Copy the data from its first line through the line that contains "top-left (287, 1), bottom-right (467, 359)", substituting "cream wall" for "white wall" and keeping everything else unchanged.

#### Rows from a dataset:
* * *
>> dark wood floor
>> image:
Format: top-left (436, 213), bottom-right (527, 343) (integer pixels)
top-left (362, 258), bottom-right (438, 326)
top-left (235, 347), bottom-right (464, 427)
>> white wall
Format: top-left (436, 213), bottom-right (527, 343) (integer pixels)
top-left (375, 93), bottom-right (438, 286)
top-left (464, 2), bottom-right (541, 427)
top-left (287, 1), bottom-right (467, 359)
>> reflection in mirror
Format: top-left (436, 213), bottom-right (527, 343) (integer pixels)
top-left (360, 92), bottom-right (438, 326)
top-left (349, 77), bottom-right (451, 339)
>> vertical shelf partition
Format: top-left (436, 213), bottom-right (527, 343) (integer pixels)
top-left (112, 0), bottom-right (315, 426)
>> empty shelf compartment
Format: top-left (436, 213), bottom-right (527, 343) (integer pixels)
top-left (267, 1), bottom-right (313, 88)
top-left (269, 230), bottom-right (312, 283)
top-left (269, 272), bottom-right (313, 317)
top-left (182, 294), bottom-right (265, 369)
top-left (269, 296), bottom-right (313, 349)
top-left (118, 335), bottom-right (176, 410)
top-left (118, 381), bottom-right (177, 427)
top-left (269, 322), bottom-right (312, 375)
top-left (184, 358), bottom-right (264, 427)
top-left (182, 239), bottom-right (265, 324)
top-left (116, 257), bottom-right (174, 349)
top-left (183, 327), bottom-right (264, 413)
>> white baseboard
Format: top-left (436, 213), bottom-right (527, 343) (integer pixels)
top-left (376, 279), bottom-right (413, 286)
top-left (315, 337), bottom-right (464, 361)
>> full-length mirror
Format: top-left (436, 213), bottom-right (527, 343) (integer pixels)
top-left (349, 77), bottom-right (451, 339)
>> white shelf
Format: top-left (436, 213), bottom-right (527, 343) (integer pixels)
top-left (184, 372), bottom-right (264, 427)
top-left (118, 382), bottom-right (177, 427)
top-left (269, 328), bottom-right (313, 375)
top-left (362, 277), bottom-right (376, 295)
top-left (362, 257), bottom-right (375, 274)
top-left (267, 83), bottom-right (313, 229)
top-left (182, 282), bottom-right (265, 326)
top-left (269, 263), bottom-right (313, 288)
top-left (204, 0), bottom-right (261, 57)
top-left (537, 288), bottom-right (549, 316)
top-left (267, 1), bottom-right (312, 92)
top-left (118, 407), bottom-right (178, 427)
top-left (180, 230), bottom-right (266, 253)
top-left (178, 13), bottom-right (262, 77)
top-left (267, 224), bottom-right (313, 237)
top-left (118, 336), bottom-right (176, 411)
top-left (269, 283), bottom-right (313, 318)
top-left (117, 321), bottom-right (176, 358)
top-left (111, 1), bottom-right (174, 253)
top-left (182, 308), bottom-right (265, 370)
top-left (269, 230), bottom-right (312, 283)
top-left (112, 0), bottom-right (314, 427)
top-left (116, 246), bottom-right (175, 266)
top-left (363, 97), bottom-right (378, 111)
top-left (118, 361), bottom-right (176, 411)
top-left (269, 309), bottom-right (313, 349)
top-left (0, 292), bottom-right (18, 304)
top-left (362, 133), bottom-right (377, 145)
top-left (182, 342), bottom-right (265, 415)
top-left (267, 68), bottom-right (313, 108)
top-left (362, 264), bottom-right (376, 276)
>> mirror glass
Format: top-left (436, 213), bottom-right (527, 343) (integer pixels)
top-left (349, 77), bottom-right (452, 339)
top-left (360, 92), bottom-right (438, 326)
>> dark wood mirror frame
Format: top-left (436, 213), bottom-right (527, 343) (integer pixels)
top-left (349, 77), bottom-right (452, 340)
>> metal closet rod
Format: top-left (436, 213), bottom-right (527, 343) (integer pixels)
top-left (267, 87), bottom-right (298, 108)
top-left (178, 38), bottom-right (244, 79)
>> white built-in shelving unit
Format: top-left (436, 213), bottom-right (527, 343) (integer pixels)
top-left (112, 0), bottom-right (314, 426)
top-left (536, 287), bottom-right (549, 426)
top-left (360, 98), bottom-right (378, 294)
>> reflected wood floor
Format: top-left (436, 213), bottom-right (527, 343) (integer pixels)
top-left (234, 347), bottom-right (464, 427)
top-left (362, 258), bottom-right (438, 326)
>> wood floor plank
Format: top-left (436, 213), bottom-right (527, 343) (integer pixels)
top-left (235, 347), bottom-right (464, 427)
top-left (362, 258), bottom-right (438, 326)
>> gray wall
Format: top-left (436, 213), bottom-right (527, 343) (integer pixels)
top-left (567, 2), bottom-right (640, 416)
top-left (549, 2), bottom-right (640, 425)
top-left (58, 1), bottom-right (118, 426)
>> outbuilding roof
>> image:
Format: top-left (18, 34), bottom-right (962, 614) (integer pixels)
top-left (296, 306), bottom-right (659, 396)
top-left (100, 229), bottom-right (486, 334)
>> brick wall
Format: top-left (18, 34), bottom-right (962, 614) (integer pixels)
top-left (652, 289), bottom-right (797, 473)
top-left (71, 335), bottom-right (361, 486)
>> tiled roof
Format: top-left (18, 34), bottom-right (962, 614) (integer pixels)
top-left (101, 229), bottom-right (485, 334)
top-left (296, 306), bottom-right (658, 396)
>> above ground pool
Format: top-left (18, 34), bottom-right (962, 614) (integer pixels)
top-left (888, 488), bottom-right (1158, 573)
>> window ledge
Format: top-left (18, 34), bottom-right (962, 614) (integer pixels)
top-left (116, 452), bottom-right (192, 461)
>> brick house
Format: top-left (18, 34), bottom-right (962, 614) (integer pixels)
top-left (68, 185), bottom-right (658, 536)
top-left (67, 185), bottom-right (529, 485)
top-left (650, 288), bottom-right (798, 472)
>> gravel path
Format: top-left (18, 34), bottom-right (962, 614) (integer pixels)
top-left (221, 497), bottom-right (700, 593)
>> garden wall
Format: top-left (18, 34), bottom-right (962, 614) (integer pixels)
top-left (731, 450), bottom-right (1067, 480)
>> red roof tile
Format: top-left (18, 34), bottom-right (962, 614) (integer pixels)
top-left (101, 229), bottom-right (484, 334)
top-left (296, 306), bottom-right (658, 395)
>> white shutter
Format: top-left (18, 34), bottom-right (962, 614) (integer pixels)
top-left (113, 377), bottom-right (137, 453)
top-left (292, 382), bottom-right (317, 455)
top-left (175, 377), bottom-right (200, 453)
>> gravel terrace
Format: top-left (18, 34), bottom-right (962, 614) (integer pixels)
* * *
#### Correct answer:
>> dark wood floor
>> image:
Format: top-left (436, 213), bottom-right (527, 343) (integer pixels)
top-left (362, 258), bottom-right (438, 326)
top-left (235, 347), bottom-right (464, 427)
>> cream wall
Format: top-left (436, 213), bottom-right (527, 343) (integer pixels)
top-left (375, 93), bottom-right (438, 286)
top-left (464, 2), bottom-right (541, 427)
top-left (287, 1), bottom-right (467, 359)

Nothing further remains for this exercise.